EXERCISE AIM — Tell how many lines in the data hold "Target", giving that figure alone.

MATERIAL FOR THIS EXERCISE —
+ + + + +

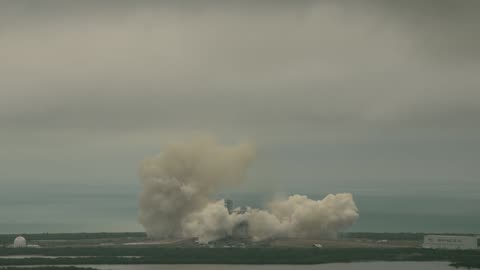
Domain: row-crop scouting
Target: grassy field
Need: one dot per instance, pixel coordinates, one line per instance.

+ + + + +

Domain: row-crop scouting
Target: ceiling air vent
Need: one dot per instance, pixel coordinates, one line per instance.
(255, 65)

+ + + + +

TASK ANSWER — 2